- [Extract provided]
+--
The species lives immersed in soft sediment, usually medium-grade sand. The burrow is J-shaped and has a mucus lining. The clam has two siphons which it can extend to the surface in order to feed, but when not feeding it burrows further into the sediment, often living 50 cm under the sand surface. Many clams are detritivores, consuming decomposing organic matter they find in their environment, but this clam is a filter feeder, drawing water in through one siphon, removing the edible particles and exhaling the water through the other siphon. It can dig through the sand with great rapidity, and any attempt by humans to dig it out results in it descending diagonally, even deeper into the sediment. In an apparent attempt to distract predators, the tips of the two siphons can be shed, and these pulsate as they drift in the water column. The ends of the siphons can be regenerated. The presence of this clam in the sediment is evidenced by two circular holes each 1 cm wide and 2 cm apart, through which the siphons can be projected.
+--
- [Requirement A] Decide whether each statement below agrees with the clam passage above, answering yes or no and quoting the words of the passage that settle it: (i) the clam's burrow has a mucus lining; (ii) like many clams, this clam lives on decomposing organic matter; (iii) the two holes showing the clam's presence are each 2 cm wide.
- [Requirement B] Extend the clam passage above, picking up after its last sentence.

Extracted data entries
+--
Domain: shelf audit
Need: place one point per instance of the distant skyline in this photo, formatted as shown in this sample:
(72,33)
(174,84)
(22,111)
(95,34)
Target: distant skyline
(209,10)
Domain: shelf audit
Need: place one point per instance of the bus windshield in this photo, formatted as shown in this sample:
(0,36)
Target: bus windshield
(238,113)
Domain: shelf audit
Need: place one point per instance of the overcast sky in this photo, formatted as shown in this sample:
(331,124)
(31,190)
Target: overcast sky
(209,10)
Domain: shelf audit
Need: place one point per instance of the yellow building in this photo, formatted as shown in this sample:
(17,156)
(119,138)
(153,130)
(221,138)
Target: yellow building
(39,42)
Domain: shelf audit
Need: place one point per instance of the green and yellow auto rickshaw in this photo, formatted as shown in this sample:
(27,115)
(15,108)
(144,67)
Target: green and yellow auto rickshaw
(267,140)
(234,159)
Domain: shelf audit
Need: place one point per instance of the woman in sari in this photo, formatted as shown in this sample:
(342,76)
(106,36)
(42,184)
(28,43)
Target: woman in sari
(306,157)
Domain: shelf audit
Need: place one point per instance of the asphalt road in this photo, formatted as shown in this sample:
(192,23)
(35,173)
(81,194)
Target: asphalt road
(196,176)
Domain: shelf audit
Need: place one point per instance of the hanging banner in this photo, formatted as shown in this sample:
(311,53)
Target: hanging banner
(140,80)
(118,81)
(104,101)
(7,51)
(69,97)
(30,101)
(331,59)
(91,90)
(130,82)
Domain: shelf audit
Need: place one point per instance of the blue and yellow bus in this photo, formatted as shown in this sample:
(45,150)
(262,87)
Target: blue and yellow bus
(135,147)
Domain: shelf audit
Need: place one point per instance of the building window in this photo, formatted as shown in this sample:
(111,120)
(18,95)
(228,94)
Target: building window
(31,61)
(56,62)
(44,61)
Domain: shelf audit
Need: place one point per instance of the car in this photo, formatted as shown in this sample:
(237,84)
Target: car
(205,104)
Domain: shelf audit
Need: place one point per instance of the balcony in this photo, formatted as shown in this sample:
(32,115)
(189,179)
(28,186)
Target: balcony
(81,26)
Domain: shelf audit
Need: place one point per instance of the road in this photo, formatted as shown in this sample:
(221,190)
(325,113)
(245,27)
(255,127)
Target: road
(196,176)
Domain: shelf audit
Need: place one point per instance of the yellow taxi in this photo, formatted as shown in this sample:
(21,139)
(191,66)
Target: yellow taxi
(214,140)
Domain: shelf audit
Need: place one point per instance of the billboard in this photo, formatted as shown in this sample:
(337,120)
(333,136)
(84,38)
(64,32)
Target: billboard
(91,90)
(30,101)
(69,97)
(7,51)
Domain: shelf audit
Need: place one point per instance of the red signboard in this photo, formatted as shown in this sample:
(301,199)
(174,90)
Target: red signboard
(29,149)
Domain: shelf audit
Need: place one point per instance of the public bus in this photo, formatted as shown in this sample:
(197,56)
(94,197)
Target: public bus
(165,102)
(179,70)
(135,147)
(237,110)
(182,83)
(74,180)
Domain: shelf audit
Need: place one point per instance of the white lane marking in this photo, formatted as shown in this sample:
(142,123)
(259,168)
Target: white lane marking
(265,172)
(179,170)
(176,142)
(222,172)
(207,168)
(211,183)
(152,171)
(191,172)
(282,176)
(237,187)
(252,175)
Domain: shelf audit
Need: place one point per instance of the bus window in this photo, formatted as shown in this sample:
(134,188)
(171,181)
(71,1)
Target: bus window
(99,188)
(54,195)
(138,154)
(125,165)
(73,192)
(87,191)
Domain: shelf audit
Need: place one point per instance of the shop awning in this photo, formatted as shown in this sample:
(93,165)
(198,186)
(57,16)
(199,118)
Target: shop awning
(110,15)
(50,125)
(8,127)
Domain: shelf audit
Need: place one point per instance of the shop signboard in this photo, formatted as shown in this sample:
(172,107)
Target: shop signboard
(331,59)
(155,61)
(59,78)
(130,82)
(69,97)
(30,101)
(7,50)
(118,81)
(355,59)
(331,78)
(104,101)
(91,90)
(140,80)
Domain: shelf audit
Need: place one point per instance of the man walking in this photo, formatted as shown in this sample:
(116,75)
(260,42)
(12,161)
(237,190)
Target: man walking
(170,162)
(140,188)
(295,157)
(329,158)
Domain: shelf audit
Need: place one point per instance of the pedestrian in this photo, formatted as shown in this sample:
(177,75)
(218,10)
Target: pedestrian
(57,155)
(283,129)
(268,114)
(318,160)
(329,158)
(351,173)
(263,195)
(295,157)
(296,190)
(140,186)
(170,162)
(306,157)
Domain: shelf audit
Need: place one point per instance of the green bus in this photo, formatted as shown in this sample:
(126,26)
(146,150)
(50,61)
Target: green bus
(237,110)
+--
- [Response box A]
(i) Yes: "The burrow is J-shaped and has a mucus lining."
(ii) No: "but this clam is a filter feeder"
(iii) No: "two circular holes each 1 cm wide and 2 cm apart"

- [Response box B]
Digging is a five-phase process; the mantle sac and siphons fill with water and the foot remains contracted; the siphons close, forcing water into the mantle sac while the foot unfolds; the mantle sac contracts, directing a jet of water in front of the foot; the foot is pushed into the loosened sediment; the tip of the foot expands to provide an anchor and the body is drawn down, ready to start the next cycle.